## [What you need to do]
Each line from the first line of the entries through the line holding "query | tree trunk" is to be restated word for word; nothing else, and no picture, belongs in the answer.

## [Data supplied]
= = = = =

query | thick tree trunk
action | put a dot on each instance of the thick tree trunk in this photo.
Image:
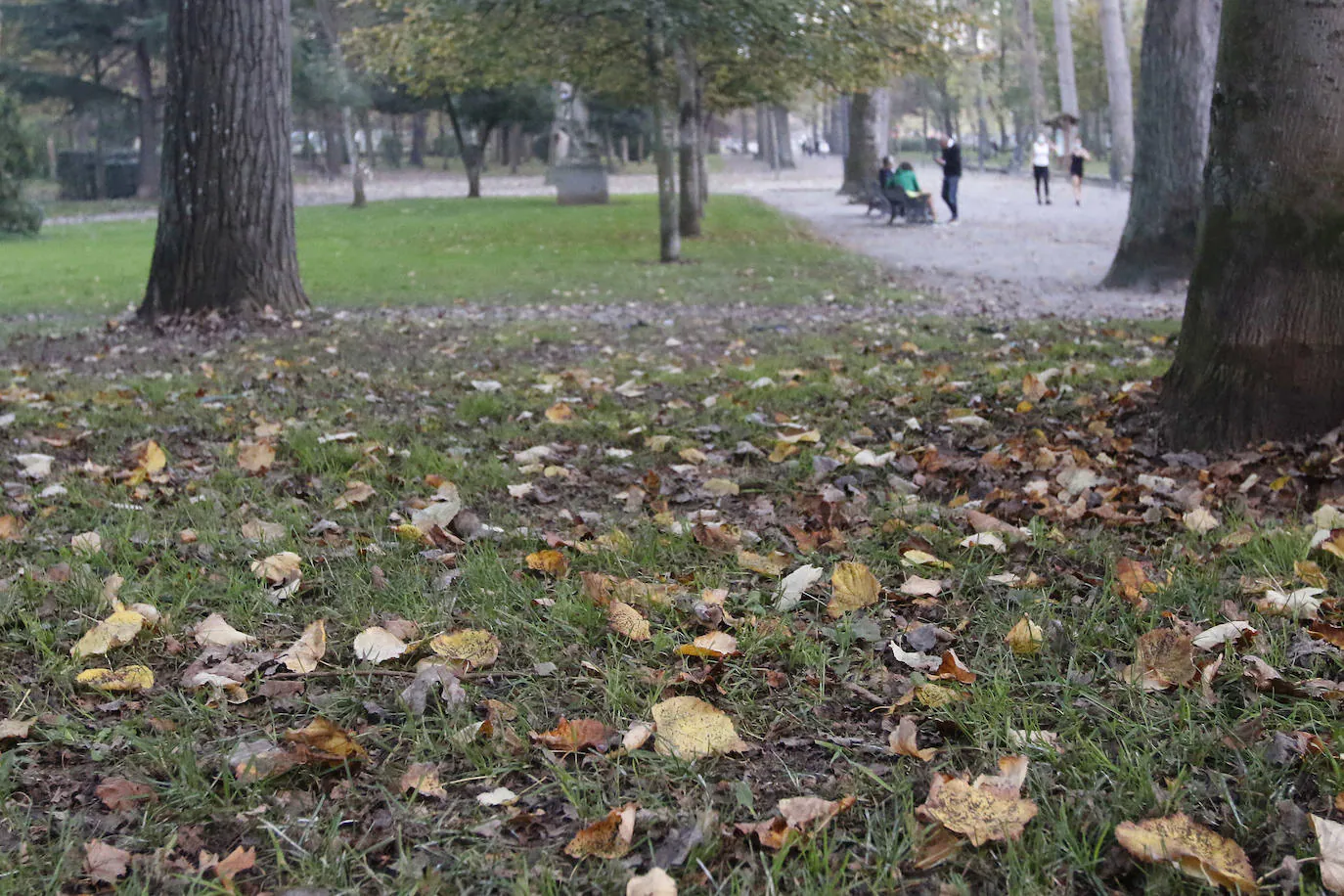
(1176, 83)
(1031, 62)
(1120, 85)
(226, 219)
(689, 139)
(861, 162)
(1261, 353)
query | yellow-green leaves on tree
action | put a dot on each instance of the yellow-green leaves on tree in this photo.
(1195, 849)
(852, 586)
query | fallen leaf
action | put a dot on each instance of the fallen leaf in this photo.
(625, 619)
(904, 740)
(574, 737)
(104, 863)
(255, 457)
(1024, 639)
(691, 729)
(470, 648)
(652, 882)
(324, 741)
(989, 809)
(852, 586)
(212, 632)
(377, 644)
(302, 654)
(714, 645)
(1330, 835)
(423, 778)
(606, 838)
(129, 679)
(1195, 849)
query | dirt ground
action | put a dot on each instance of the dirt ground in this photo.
(1007, 258)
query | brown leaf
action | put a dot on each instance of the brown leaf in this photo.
(574, 737)
(607, 838)
(1195, 849)
(104, 863)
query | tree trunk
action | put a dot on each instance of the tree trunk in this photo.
(1067, 74)
(1031, 62)
(420, 136)
(1120, 89)
(861, 164)
(689, 141)
(1176, 83)
(1261, 352)
(783, 137)
(150, 141)
(226, 219)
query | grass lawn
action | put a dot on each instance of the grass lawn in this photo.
(444, 251)
(635, 482)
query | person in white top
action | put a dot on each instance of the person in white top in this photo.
(1041, 154)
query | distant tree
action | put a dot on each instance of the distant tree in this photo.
(17, 164)
(1261, 352)
(226, 218)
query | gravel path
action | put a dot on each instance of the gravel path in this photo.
(1007, 258)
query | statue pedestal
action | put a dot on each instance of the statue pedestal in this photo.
(581, 183)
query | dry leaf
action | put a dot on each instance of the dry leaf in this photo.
(212, 632)
(128, 679)
(324, 741)
(852, 586)
(607, 838)
(302, 654)
(470, 648)
(1024, 639)
(652, 882)
(989, 809)
(904, 740)
(378, 645)
(255, 457)
(104, 863)
(1195, 849)
(574, 737)
(690, 729)
(714, 645)
(625, 619)
(424, 780)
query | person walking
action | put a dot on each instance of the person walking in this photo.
(1075, 169)
(951, 162)
(1041, 154)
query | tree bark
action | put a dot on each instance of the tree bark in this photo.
(1176, 86)
(861, 162)
(1120, 85)
(226, 219)
(1031, 64)
(1261, 353)
(689, 141)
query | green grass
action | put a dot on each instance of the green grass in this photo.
(445, 251)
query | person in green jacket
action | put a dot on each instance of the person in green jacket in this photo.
(906, 180)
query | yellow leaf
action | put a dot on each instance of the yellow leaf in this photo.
(1195, 849)
(714, 645)
(549, 561)
(607, 838)
(115, 630)
(302, 654)
(852, 586)
(989, 809)
(1024, 639)
(625, 619)
(130, 679)
(691, 729)
(470, 648)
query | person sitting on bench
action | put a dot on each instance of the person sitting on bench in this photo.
(905, 179)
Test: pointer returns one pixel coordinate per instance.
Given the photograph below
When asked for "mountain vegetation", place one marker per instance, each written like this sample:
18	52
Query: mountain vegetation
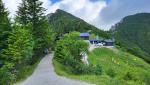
68	53
133	33
117	68
23	41
63	22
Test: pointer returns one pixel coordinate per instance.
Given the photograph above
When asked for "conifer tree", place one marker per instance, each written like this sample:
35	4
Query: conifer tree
4	26
22	13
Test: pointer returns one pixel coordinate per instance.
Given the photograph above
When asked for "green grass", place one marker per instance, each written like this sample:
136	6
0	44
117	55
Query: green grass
26	71
119	68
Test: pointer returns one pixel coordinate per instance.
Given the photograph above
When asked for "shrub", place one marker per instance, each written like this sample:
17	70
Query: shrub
97	69
111	72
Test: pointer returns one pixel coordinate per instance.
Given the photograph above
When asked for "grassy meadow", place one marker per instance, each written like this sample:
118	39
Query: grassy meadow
118	68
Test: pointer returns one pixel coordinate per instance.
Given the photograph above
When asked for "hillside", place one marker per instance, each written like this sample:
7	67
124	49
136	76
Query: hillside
63	22
133	34
118	68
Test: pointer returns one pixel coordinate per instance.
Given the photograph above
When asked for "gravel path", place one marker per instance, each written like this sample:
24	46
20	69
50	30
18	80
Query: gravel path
44	75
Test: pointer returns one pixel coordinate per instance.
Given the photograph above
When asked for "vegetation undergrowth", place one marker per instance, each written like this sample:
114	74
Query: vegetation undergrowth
118	68
26	71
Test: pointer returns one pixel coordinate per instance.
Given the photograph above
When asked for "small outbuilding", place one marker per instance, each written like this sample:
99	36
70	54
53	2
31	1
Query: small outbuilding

= = = = =

## [Solution below]
query | thick tree trunk
action | put a dot on each instance of the thick tree trunk in this photo.
Image:
(1176, 83)
(1031, 62)
(1120, 85)
(226, 219)
(689, 139)
(861, 162)
(1261, 353)
query | yellow-green leaves on tree
action | put a dot on each instance of the yellow-green leaves on tree in this photo.
(1195, 849)
(852, 586)
query | fallen leaf
action | put a dot on each instance of the fallen leaf in this photo.
(625, 619)
(904, 740)
(574, 737)
(104, 863)
(255, 457)
(1024, 639)
(691, 729)
(470, 648)
(652, 882)
(324, 741)
(989, 809)
(852, 586)
(212, 632)
(377, 644)
(302, 654)
(714, 645)
(1330, 835)
(423, 778)
(606, 838)
(129, 679)
(1195, 849)
query | dirt ground
action | put a dot on each instance of the dirt ground in this photo.
(1007, 258)
query | brown leaf
action | put a dot on each instance of the brown leaf in this photo.
(574, 737)
(607, 838)
(1195, 849)
(104, 863)
query | tree trunk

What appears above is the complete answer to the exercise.